[Task goal]: Please locate every line in the data below that contains the string "handlebar" and copy each of those lines. Case matters when matching.

[Listed records]:

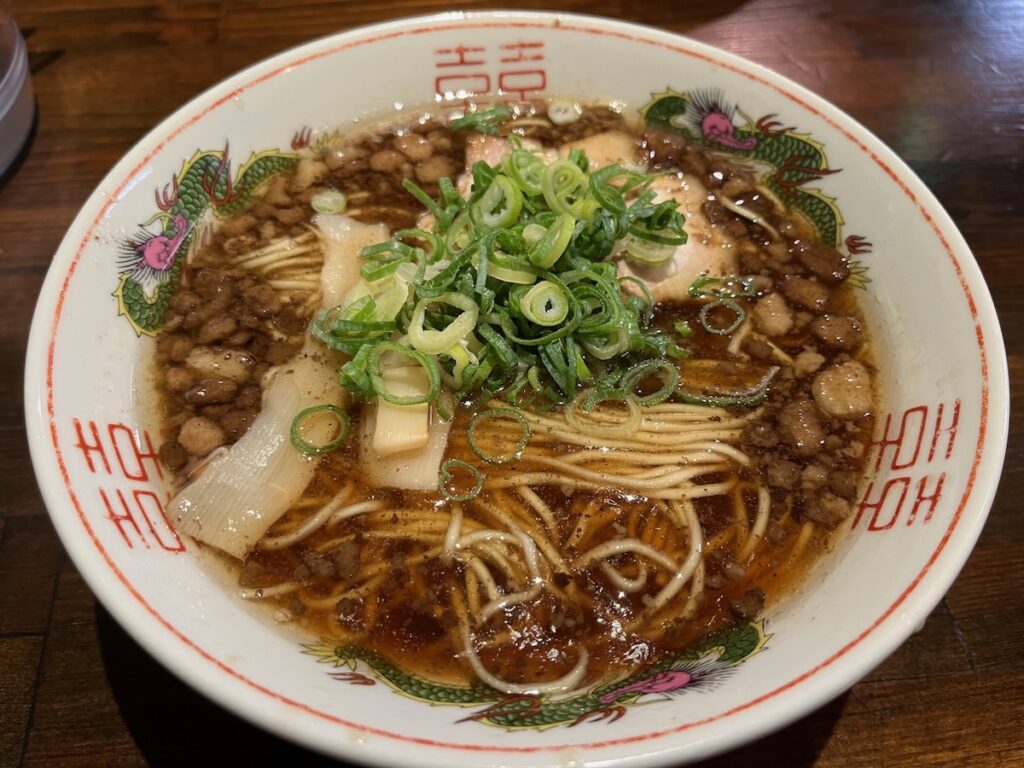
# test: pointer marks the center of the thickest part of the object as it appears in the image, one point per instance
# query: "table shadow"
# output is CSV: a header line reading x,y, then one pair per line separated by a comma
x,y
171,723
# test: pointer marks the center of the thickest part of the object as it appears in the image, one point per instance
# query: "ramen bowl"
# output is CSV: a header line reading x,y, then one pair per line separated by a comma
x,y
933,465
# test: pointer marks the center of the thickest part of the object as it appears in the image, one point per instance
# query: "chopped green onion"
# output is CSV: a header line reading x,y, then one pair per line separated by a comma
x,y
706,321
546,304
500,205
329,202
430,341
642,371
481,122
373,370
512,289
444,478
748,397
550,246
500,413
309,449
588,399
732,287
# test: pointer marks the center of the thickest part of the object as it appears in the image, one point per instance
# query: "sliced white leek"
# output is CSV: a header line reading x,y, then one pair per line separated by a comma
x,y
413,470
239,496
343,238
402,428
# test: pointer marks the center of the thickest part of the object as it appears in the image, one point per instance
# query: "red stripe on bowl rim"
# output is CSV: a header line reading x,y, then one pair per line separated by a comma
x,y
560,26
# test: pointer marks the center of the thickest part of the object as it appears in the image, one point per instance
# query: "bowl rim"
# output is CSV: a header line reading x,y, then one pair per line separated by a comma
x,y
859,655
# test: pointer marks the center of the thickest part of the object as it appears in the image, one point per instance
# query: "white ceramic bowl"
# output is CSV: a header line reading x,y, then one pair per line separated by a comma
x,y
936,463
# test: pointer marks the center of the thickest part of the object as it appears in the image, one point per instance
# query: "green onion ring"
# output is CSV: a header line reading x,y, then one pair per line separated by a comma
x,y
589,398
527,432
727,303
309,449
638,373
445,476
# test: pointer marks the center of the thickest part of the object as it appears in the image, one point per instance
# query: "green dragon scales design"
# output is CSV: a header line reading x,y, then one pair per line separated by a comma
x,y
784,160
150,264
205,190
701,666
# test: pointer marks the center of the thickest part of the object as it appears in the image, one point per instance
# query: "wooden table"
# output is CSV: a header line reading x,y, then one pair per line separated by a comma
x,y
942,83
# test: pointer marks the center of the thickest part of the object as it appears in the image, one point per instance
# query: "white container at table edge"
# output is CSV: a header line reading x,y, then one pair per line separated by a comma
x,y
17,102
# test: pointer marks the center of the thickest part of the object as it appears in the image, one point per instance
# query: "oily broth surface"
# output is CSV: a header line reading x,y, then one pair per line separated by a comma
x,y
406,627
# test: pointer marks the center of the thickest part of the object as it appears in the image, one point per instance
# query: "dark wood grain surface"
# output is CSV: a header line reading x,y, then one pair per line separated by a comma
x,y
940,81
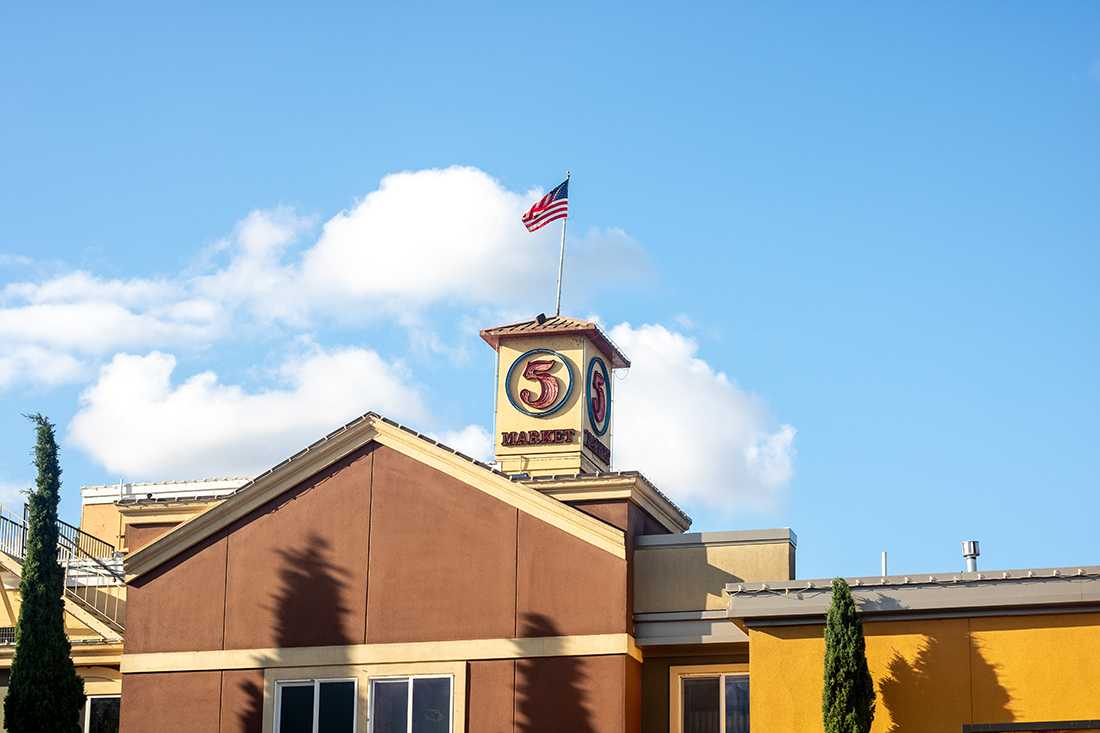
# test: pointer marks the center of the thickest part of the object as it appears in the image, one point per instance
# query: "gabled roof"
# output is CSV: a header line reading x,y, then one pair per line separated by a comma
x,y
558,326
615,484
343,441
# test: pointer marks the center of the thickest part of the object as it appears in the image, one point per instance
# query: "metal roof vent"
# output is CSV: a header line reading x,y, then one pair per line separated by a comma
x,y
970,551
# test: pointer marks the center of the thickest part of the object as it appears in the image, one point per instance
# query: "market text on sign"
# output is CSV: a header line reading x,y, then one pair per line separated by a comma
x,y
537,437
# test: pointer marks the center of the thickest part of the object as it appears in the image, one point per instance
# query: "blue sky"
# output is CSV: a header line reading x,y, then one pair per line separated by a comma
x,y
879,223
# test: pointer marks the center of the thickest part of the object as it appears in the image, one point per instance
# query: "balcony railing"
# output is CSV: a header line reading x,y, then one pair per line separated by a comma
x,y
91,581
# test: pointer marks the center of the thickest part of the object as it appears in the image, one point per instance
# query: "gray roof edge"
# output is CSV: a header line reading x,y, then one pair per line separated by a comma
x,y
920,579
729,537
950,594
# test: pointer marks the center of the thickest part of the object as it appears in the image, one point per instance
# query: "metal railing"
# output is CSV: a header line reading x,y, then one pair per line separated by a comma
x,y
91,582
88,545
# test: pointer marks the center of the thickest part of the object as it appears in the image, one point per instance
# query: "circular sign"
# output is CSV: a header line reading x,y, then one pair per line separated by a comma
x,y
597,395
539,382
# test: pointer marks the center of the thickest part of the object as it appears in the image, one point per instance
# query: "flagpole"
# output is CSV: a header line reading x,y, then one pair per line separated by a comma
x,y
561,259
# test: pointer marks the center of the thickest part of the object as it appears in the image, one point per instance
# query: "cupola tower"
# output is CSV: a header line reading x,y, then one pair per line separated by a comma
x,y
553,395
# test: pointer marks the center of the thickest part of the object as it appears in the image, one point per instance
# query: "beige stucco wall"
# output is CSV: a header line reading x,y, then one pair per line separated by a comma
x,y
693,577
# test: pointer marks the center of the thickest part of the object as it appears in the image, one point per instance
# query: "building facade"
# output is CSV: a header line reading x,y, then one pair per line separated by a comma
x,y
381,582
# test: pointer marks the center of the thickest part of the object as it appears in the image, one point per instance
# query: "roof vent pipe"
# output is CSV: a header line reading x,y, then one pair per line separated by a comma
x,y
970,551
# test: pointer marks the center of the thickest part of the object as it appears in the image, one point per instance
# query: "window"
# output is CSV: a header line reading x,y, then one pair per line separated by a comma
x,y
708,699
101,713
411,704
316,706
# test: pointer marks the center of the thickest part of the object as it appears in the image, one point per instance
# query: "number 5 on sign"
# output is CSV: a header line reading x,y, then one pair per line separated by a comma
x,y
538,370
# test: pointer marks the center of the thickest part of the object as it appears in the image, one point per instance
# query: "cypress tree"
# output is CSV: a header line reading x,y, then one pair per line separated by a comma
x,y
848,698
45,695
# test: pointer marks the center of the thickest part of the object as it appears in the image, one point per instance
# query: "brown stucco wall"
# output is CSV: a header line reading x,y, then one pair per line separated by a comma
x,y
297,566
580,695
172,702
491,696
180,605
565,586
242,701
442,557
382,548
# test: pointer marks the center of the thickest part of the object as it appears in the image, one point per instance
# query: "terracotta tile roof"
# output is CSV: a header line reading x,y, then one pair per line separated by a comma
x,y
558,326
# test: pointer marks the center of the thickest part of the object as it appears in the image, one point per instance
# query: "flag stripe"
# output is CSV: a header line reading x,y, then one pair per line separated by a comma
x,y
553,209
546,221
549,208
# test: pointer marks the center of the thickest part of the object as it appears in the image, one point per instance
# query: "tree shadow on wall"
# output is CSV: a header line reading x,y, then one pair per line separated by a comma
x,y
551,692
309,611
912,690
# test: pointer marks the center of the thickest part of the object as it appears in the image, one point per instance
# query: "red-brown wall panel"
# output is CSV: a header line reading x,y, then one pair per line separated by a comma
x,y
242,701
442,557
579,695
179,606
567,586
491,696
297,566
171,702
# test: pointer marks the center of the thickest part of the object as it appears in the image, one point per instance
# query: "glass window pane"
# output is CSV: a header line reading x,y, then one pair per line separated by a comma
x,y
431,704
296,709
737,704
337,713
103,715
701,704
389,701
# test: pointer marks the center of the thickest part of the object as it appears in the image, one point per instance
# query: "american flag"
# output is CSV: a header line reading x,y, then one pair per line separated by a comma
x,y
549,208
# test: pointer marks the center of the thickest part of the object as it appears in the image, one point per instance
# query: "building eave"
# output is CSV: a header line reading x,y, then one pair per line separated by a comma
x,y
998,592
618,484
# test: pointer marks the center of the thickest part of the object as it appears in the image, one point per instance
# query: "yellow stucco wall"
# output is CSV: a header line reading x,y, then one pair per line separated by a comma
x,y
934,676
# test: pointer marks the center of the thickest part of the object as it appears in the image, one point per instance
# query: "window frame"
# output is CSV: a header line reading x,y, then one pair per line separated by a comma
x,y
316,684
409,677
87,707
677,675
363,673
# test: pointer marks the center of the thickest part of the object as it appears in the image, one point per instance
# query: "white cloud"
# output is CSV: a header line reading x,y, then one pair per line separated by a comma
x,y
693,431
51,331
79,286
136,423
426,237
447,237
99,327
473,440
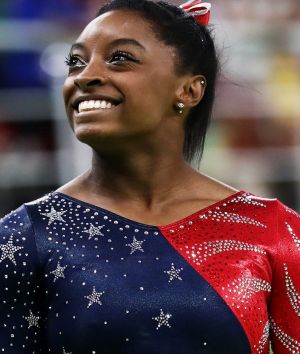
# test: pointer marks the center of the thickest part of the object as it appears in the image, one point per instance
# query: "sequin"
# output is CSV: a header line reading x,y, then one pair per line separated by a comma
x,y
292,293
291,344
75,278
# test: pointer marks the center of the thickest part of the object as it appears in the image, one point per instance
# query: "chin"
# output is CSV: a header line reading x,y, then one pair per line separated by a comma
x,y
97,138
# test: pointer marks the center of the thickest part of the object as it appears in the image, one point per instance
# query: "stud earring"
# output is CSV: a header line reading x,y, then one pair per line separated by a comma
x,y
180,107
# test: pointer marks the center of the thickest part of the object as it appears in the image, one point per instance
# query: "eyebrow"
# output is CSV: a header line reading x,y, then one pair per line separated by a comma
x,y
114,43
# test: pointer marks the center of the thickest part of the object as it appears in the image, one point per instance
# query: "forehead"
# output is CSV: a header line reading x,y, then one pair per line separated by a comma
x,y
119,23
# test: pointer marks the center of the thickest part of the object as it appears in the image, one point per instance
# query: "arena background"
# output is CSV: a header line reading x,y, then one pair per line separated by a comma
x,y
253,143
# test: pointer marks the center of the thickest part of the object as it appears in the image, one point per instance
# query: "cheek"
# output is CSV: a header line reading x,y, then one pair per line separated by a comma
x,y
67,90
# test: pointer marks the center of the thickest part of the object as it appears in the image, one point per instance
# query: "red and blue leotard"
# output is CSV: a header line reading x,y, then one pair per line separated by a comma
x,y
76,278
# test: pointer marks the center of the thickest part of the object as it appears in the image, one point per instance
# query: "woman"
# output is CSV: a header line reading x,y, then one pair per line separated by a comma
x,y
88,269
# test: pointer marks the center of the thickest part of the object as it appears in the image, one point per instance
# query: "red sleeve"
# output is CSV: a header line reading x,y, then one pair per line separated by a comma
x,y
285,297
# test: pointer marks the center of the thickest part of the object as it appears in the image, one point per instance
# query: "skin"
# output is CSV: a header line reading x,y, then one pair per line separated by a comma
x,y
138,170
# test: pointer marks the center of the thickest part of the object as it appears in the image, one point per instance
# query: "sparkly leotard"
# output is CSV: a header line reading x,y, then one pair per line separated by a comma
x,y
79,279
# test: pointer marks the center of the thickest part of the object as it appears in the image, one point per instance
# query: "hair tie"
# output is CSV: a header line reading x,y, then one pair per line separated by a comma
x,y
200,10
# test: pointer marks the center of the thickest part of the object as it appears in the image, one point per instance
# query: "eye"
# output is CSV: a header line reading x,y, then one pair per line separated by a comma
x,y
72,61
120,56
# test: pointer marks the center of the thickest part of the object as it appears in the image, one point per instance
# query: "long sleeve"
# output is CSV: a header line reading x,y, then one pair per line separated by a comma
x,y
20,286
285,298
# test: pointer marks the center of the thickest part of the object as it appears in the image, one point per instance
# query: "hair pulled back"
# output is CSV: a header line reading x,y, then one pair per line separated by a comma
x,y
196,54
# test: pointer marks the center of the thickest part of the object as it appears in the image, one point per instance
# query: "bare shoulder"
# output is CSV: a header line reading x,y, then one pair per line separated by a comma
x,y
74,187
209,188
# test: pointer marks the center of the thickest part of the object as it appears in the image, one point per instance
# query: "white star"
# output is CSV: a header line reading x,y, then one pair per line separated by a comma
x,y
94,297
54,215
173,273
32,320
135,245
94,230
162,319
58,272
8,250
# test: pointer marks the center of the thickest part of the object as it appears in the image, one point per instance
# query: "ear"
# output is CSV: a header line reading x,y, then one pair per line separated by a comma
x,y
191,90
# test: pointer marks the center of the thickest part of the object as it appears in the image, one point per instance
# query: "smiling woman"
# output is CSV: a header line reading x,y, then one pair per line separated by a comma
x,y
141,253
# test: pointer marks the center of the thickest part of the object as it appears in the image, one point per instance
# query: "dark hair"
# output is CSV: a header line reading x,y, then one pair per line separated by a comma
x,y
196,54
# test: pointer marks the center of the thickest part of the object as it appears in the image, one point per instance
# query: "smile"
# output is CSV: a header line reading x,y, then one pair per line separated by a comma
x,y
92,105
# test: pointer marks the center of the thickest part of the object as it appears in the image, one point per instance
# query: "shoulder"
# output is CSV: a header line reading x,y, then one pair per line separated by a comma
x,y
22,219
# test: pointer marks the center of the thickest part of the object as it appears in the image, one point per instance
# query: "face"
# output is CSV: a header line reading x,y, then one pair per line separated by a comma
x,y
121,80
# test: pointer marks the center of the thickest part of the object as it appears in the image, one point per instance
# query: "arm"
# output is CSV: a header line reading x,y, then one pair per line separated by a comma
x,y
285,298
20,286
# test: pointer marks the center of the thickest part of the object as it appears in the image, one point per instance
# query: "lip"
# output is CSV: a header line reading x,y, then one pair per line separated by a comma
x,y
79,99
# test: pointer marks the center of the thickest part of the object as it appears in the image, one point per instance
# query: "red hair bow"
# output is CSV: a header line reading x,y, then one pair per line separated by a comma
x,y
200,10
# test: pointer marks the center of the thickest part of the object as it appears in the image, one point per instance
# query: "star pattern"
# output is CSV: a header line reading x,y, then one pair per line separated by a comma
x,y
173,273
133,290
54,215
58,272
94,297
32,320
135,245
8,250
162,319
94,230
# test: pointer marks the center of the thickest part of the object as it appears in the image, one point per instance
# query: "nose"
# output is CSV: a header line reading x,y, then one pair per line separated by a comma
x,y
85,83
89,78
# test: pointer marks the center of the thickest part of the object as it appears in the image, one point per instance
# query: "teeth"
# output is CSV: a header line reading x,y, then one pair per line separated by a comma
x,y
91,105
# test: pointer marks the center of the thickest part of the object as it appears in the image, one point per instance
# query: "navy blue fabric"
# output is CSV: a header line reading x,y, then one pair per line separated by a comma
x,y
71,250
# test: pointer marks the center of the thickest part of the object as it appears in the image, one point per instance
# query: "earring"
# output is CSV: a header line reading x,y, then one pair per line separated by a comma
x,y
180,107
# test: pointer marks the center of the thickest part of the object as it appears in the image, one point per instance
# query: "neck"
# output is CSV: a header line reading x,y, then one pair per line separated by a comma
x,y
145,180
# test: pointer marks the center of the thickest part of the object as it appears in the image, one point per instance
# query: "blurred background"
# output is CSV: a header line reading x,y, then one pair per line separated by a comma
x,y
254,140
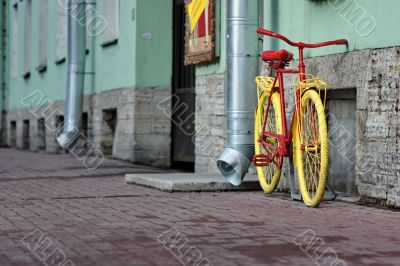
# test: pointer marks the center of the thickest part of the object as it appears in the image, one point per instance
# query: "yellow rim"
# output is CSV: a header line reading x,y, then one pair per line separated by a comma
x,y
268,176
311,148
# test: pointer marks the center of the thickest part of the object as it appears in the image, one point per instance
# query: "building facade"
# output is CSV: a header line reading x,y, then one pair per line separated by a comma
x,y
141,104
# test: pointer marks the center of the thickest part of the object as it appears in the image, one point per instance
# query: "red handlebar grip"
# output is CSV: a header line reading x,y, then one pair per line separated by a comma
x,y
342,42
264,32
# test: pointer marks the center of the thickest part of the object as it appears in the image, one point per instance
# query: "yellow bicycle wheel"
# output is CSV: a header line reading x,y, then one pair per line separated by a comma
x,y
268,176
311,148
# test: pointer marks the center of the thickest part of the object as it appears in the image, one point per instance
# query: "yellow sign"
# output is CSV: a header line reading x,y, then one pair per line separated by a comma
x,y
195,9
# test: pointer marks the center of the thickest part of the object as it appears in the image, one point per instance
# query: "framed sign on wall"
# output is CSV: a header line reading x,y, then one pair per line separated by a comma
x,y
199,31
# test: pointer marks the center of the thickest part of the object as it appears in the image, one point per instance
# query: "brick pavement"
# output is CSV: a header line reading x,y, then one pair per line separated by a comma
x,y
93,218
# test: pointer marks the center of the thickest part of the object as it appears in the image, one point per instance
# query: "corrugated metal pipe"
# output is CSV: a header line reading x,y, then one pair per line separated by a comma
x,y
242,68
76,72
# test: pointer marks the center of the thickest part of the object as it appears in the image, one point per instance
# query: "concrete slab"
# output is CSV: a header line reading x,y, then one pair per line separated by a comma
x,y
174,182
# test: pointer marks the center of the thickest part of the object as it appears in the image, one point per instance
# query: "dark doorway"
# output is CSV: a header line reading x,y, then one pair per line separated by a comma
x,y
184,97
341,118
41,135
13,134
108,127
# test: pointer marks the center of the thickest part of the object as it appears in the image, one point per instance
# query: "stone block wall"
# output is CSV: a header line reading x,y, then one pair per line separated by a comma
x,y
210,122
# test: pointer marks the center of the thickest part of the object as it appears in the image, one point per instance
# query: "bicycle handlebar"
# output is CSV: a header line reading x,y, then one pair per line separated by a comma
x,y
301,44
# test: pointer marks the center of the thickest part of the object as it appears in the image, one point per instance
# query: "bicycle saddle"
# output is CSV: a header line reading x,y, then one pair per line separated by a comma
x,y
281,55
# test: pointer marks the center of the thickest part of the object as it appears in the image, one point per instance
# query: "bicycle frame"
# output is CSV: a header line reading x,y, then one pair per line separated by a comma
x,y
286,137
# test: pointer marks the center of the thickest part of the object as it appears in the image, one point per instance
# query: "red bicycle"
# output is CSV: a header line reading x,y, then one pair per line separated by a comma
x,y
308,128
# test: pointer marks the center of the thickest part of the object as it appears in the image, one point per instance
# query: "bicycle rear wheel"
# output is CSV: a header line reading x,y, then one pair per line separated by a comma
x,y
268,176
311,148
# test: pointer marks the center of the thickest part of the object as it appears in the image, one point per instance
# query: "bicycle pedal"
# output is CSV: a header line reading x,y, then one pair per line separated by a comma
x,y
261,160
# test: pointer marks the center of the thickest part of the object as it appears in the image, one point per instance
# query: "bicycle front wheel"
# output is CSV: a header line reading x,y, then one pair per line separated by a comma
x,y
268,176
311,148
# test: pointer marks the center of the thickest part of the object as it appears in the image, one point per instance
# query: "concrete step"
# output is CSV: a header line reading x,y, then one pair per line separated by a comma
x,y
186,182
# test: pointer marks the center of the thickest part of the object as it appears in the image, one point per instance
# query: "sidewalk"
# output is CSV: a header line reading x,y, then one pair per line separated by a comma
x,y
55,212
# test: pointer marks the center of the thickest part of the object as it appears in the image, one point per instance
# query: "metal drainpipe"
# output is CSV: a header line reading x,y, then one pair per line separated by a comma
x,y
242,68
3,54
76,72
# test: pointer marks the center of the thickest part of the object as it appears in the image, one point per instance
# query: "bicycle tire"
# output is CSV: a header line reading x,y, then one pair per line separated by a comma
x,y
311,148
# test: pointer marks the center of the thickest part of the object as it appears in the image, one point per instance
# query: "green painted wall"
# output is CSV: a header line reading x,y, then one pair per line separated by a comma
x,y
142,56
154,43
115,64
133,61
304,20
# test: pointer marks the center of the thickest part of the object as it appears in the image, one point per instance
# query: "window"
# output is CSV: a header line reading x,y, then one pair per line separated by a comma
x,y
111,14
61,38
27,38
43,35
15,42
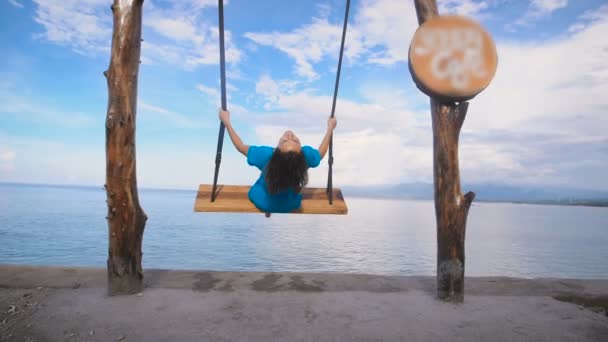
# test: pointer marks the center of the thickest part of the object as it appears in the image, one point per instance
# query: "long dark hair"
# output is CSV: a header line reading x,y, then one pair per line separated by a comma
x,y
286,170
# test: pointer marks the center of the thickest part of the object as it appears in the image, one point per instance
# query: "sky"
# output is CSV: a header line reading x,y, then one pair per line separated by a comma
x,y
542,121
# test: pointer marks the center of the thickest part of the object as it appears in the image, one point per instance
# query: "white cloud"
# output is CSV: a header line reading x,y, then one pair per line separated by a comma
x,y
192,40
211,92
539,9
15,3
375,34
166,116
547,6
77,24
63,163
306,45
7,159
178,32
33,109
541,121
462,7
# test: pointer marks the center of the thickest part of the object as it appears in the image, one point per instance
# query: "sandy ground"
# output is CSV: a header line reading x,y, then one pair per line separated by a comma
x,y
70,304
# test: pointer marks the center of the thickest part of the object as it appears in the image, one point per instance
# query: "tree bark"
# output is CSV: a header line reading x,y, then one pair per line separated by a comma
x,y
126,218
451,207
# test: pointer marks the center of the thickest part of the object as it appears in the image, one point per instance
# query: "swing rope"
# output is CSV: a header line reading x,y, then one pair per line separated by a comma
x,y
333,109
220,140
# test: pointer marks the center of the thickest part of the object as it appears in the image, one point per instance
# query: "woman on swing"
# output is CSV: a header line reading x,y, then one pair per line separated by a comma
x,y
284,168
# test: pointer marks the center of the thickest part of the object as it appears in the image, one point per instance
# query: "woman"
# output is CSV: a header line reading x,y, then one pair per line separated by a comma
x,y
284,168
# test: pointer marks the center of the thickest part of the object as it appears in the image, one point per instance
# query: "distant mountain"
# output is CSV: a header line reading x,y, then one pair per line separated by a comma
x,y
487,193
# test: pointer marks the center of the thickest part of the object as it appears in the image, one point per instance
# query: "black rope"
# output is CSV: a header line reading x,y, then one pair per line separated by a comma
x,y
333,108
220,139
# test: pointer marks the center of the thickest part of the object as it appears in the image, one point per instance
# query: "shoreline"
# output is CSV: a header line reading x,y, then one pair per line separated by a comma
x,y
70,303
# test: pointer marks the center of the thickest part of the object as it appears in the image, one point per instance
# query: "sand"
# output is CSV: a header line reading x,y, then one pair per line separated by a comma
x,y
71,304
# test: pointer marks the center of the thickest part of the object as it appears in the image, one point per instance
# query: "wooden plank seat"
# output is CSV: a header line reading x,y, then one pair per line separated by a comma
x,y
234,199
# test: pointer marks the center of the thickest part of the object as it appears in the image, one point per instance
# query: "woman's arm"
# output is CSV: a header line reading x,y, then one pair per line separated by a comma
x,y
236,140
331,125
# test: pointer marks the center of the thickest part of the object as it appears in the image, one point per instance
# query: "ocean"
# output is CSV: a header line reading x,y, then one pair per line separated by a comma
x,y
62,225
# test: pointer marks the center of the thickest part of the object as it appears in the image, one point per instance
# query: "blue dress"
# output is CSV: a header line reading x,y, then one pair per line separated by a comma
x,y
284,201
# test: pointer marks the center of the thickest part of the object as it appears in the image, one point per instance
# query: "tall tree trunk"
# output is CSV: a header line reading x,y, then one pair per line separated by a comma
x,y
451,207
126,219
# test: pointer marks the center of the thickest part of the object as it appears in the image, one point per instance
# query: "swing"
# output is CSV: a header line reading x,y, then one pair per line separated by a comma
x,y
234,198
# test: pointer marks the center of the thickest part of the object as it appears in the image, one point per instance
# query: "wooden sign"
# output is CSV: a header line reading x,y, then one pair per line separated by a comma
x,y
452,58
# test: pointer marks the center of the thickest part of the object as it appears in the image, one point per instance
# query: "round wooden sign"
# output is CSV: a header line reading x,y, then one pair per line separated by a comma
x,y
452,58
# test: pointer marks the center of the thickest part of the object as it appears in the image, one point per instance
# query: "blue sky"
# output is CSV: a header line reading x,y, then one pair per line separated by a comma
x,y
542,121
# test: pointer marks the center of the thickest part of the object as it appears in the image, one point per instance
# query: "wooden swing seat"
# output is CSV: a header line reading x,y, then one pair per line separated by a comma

[Completed exercise]:
# query: "red handlebar grip"
# query: "bicycle handlebar"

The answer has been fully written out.